Duplicate every item below line for line, changing nothing.

Excerpt from a dataset:

>> Begin

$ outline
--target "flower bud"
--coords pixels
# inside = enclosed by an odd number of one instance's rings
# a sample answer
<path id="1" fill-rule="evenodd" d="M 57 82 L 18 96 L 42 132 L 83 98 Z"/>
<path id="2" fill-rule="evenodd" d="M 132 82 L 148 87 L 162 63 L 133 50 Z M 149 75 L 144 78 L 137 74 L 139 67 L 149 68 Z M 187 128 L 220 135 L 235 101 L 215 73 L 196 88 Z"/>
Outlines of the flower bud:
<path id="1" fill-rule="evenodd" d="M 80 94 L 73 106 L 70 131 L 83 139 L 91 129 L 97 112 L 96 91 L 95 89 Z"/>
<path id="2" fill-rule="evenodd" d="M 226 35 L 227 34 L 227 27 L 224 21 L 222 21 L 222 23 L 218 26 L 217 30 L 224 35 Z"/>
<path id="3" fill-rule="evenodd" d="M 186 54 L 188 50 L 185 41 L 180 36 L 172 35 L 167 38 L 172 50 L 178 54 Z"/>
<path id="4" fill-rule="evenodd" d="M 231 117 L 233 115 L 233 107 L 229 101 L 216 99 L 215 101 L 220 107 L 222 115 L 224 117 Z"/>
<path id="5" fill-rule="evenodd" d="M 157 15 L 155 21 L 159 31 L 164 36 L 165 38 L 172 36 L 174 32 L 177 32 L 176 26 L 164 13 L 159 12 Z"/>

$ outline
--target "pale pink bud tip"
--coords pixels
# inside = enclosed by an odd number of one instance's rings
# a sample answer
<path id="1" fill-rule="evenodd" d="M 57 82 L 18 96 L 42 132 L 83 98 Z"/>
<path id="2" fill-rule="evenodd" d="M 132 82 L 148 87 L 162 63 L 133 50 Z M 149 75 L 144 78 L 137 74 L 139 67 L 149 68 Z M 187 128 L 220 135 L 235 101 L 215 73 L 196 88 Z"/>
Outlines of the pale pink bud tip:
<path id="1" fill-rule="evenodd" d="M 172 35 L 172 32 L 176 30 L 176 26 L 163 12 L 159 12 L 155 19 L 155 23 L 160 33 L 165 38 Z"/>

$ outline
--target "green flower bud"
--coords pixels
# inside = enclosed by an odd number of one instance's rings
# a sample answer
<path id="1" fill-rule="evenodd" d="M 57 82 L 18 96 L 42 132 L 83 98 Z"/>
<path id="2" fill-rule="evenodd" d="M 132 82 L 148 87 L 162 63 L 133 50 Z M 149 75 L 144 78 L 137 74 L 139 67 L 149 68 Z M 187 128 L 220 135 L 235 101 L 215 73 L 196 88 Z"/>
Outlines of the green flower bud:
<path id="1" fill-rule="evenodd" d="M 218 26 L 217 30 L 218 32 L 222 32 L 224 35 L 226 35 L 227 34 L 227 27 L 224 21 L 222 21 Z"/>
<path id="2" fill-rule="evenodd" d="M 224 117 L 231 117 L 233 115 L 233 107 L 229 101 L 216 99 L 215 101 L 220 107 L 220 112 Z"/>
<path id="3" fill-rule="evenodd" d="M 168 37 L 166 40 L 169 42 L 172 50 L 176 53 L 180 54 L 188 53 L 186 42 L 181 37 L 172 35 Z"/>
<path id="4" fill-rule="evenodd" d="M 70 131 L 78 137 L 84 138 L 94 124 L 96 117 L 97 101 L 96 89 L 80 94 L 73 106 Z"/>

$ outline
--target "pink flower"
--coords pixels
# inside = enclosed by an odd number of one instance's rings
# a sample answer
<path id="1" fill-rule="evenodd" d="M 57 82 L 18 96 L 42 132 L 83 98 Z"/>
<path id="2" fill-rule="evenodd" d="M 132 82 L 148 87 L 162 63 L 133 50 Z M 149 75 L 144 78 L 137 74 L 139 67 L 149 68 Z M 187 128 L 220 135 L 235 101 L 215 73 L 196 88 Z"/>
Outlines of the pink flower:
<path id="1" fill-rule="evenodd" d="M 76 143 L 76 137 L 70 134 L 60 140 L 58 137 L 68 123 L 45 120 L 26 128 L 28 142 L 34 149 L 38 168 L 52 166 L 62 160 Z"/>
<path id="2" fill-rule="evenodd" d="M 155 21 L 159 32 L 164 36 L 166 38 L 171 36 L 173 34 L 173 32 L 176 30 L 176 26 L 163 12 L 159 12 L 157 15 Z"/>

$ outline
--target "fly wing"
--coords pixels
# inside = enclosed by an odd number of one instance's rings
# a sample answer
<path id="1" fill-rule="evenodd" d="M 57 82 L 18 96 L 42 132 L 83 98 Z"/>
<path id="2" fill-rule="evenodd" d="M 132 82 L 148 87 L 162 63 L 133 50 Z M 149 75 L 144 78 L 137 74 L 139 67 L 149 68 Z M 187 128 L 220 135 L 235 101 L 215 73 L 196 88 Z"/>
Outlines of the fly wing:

>> End

→ **COMPLETE OUTPUT**:
$ outline
--target "flower bud"
--coords pixels
# inside = enclosed by an odd number of one instance's rings
# a sample answer
<path id="1" fill-rule="evenodd" d="M 57 82 L 18 96 L 42 132 L 83 98 Z"/>
<path id="2" fill-rule="evenodd" d="M 132 82 L 148 87 L 162 63 L 133 50 Z M 149 75 L 144 78 L 137 74 L 139 67 L 149 68 Z M 187 128 L 220 135 L 235 101 L 215 73 L 196 88 Z"/>
Outlines of the flower bud:
<path id="1" fill-rule="evenodd" d="M 80 94 L 73 106 L 70 131 L 83 139 L 91 129 L 97 112 L 96 91 L 95 89 Z"/>
<path id="2" fill-rule="evenodd" d="M 226 35 L 227 34 L 227 27 L 224 21 L 222 21 L 222 23 L 218 26 L 217 30 L 224 35 Z"/>
<path id="3" fill-rule="evenodd" d="M 186 54 L 188 50 L 185 41 L 180 36 L 172 35 L 167 38 L 172 50 L 178 54 Z"/>
<path id="4" fill-rule="evenodd" d="M 231 117 L 233 115 L 233 107 L 229 101 L 216 99 L 215 101 L 220 107 L 222 115 L 224 117 Z"/>
<path id="5" fill-rule="evenodd" d="M 157 15 L 155 21 L 159 31 L 164 36 L 165 38 L 172 36 L 174 32 L 177 32 L 176 26 L 164 13 L 159 12 Z"/>

$ outline
--target "pale pink bud tip"
--coords pixels
# inside = enclosed by an odd number of one instance's rings
# a sample answer
<path id="1" fill-rule="evenodd" d="M 57 82 L 18 96 L 42 132 L 83 98 Z"/>
<path id="2" fill-rule="evenodd" d="M 132 82 L 148 87 L 162 63 L 133 50 Z M 149 75 L 144 78 L 137 74 L 139 67 L 149 68 Z M 187 128 L 220 135 L 235 101 L 215 73 L 196 88 Z"/>
Outlines of the pale pink bud tip:
<path id="1" fill-rule="evenodd" d="M 172 35 L 172 32 L 176 30 L 176 26 L 163 12 L 159 12 L 155 19 L 155 23 L 160 33 L 165 38 Z"/>

$ outline
--target "green flower bud"
--coords pixels
# inside = enclosed by an odd number of one instance's rings
# a sample answer
<path id="1" fill-rule="evenodd" d="M 57 82 L 18 96 L 42 132 L 83 98 Z"/>
<path id="2" fill-rule="evenodd" d="M 132 82 L 148 87 L 162 63 L 133 50 Z M 149 75 L 144 78 L 137 74 L 139 67 L 149 68 Z M 187 128 L 220 135 L 235 101 L 215 73 L 196 88 Z"/>
Outlines of the green flower bud:
<path id="1" fill-rule="evenodd" d="M 218 26 L 217 30 L 218 32 L 222 32 L 224 35 L 226 35 L 227 34 L 227 27 L 224 21 L 222 21 Z"/>
<path id="2" fill-rule="evenodd" d="M 224 117 L 231 117 L 233 115 L 233 107 L 229 101 L 216 99 L 215 101 L 220 107 L 220 112 Z"/>
<path id="3" fill-rule="evenodd" d="M 168 37 L 166 40 L 169 42 L 172 50 L 176 53 L 180 54 L 188 53 L 186 42 L 181 37 L 172 35 Z"/>
<path id="4" fill-rule="evenodd" d="M 70 131 L 78 137 L 84 138 L 94 124 L 96 117 L 97 101 L 96 89 L 80 94 L 73 106 Z"/>

$ outline
--target "pink flower"
--coords pixels
# inside = enclosed by an odd number of one instance's rings
# a sample answer
<path id="1" fill-rule="evenodd" d="M 57 82 L 18 96 L 42 132 L 83 98 Z"/>
<path id="2" fill-rule="evenodd" d="M 132 82 L 148 87 L 162 63 L 133 50 Z M 149 75 L 144 78 L 137 74 L 139 67 L 149 68 Z M 187 128 L 220 135 L 235 101 L 215 73 L 196 88 Z"/>
Outlines of the pink flower:
<path id="1" fill-rule="evenodd" d="M 76 143 L 76 137 L 70 134 L 60 140 L 58 137 L 68 123 L 45 120 L 26 128 L 28 142 L 34 149 L 38 168 L 52 166 L 62 160 Z"/>
<path id="2" fill-rule="evenodd" d="M 155 21 L 159 32 L 164 36 L 166 38 L 171 36 L 173 34 L 173 32 L 176 30 L 176 26 L 163 12 L 159 12 L 157 15 Z"/>

$ outline
--target "fly wing"
--coords pixels
# inside = enclosed by an odd number of one instance's rings
# a sample answer
<path id="1" fill-rule="evenodd" d="M 57 82 L 18 96 L 42 132 L 83 98 Z"/>
<path id="2" fill-rule="evenodd" d="M 132 82 L 148 87 L 162 63 L 133 50 Z M 149 75 L 144 78 L 137 74 L 139 67 L 149 68 Z M 187 128 L 220 135 L 235 101 L 215 73 L 196 88 Z"/>
Outlines of the fly wing:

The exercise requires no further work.